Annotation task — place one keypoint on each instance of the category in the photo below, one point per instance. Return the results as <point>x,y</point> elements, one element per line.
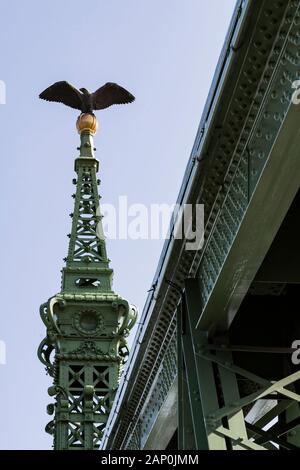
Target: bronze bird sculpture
<point>82,99</point>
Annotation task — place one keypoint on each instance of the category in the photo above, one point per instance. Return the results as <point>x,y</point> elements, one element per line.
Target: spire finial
<point>87,122</point>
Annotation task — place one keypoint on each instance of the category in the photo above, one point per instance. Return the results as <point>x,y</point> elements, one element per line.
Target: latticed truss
<point>85,347</point>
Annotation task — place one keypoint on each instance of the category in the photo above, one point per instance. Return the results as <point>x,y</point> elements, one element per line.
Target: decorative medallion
<point>89,322</point>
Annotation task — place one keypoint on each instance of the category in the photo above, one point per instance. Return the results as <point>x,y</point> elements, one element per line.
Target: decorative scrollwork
<point>44,353</point>
<point>89,322</point>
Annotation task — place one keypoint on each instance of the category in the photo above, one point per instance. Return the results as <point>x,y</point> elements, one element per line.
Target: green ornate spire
<point>85,347</point>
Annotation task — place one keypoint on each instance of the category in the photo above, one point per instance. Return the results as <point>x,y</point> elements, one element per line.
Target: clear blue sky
<point>165,53</point>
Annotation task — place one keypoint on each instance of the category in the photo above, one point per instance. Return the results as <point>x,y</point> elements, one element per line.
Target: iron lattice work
<point>87,323</point>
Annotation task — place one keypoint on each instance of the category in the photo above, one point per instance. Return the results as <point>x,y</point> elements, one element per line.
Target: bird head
<point>84,91</point>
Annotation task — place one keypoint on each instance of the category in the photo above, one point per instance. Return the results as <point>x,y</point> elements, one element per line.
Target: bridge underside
<point>211,367</point>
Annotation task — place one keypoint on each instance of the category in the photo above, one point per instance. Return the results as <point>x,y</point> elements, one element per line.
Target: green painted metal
<point>247,160</point>
<point>85,348</point>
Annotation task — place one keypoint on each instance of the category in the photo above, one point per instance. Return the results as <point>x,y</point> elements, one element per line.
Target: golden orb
<point>87,122</point>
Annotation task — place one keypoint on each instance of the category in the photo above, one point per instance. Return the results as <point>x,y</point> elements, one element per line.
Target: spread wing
<point>63,92</point>
<point>110,94</point>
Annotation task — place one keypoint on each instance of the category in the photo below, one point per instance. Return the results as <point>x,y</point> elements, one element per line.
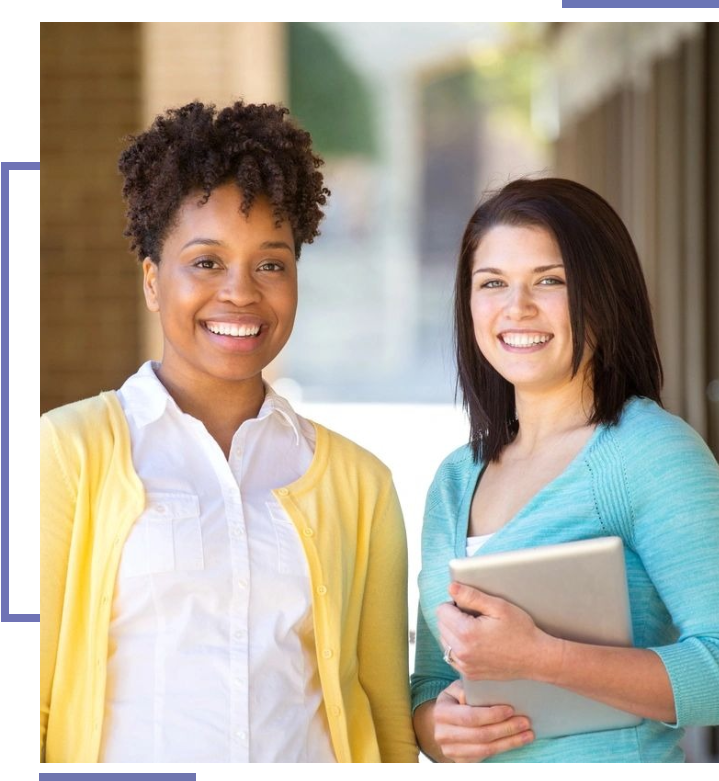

****

* YOUR GOAL *
Extract every row above verbatim, from the first line through the last, and omit the pictures.

* SOLUTION *
Annotation task — place one keypoint on each instance of the category in the photo below, one point per instance. Return the results as <point>x,y</point> elements, one element per line.
Target: bronze bird sculpture
<point>82,99</point>
Annotation task — place one keypoint on each instance of the category in the photo above, one point per instance. Return the results as <point>x,y</point> elements, one element per line.
Target: spire finial
<point>87,122</point>
Annotation task — place one keypoint on each instance of the category in the photo above, one point per instance. Return the results as <point>x,y</point> elements, one element per line.
Target: latticed truss
<point>85,347</point>
Annotation task — place one keypoint on each instance of the category in the photo above, one point per instance. Return the results as <point>x,y</point> elements, one element per line.
Target: decorative medallion
<point>89,322</point>
Annotation task — place one keypoint on each instance of the category in the photo above, one point per instance. Return the results as <point>x,y</point> elements, one element per line.
Target: decorative scrollwork
<point>44,353</point>
<point>89,322</point>
Annotation task — place one keypoint on each instance of the category in the photo above, one point per instance. Return the results as <point>x,y</point> elements, one element per line.
Target: green ornate spire
<point>85,347</point>
Annotation task — place one keypoint on each instance of the category in the photo above, one point per instance. Return the results as <point>x,y</point> elements, one element per line.
Target: clear blue sky
<point>165,53</point>
Annotation task — place one keypoint on each instance of the category in the photo above, one point per instance. Return the results as <point>x,y</point> elements, one element per line.
Target: iron lattice work
<point>87,323</point>
Annotation task — place one keypoint on each instance of the category in the photo above, one point per instance. Return the results as <point>x,y</point> elements, one element per line.
Target: bird head
<point>84,91</point>
Annotation task — place one keypoint on each instance of the category in the photo above, one point per instance. Return the results as <point>x,y</point> elements, one element per line.
Target: bridge underside
<point>211,367</point>
Annotation task — place one keypoint on each instance of the category in the photo above, one point per instance. Return the results as <point>x,y</point> elements, one element per line.
Target: green painted metal
<point>247,160</point>
<point>85,348</point>
Annotation task — place one keypoint on each instance of the category in the photo above, one point per instance. Return the results as <point>x,y</point> elements, one element per line.
Target: golden orb
<point>87,122</point>
Annotation task — place one keypoint on each instance of the category in the photo above, one point per instance. Return the results as <point>x,y</point> elements, one element per line.
Target: spread wing
<point>63,92</point>
<point>110,94</point>
Annotation task — place one keypoint on each instance of the category in the photo below, one point per instance. Return the results as <point>x,y</point> elements, one element per line.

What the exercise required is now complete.